Extrait choisi —
Le "IDE mode" me paraît anormal. Si ton contrôleur SATA simule de l'IDE alors tes deux disques durs doivent partager le même bus comme si ils étaient sur la même nappe, ce qui expliquerait les ralentissements lors de la copie de gros fichiers de l'un à l'autre. Apparemment ça se règle dans le BIOS en sélectionnant le mode AHCI.

----------

## CryoGen

Tu es en 64 bits ? J'ai bien peur que tu ne fasses parti du club : AMD64 system slow/unresponsive during disk access...

----------

## mr-ti

@Leander256: je vais regarder du côté AHCI mais je crois bien que je l'ai activé...

@CryoGen: en effet je suis en 64 bits...

----------

## mr-ti

@Leander256: j'étais bien en IDE et je suis passé en AHCI, malheureusement, rien n'a changé...   :Sad: 

je vais donc éplucher l'autre piste

----------

## CryoGen

Le noyal 2.6.30 était censé arranger les choses mais c'est pas encore çà malheuresement :'(

----------

## sachielle

Pour le bug du 64bits : il concerne tous les accès disques, et pas uniquement entre deux disques durs (étant touché par ce bug depuis des années, je commence a bien le connaitre    :Sad:   ).

Donc si tu n'as pas ce problème lors des copies "classiques", c'est surement autre chose...

----------

## mr-ti

la copie disque à disque était un exemple mais en effet le problème survient quelque soit le type de copie...

----------

## mr-ti

Bon, voilà je viens de passer au noyau 2.6.31 mais apparemment le bogue est toujours là...

----------

Une suite de documents —
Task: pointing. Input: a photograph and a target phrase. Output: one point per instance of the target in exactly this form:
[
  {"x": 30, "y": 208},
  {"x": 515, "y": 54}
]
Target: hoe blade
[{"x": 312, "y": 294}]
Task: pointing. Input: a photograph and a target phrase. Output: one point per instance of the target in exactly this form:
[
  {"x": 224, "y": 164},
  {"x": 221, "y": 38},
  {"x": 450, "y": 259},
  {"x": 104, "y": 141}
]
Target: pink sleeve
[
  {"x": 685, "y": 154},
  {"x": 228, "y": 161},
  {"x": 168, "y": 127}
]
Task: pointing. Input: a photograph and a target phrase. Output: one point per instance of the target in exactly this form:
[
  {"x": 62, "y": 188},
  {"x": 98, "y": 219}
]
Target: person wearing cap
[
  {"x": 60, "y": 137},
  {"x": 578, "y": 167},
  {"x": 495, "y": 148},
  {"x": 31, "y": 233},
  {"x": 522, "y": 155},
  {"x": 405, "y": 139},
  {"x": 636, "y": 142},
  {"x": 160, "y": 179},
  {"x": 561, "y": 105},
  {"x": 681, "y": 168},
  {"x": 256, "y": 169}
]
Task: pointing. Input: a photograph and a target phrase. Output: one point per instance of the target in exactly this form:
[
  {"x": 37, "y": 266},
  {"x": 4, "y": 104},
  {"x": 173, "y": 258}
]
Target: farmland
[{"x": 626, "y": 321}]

Énoncé — Recopie le passage de la discussion sur les lenteurs d'accès disque commençant par « Donc si tu n'as » et se terminant par « est toujours là... », en renommant « noyau » en « kernel ».

Corrigé détaillé —
Donc si tu n'as pas ce problème lors des copies "classiques", c'est surement autre chose...

----------

## mr-ti

la copie disque à disque était un exemple mais en effet le problème survient quelque soit le type de copie...

----------

## mr-ti

Bon, voilà je viens de passer au kernel 2.6.31 mais apparemment le bogue est toujours là...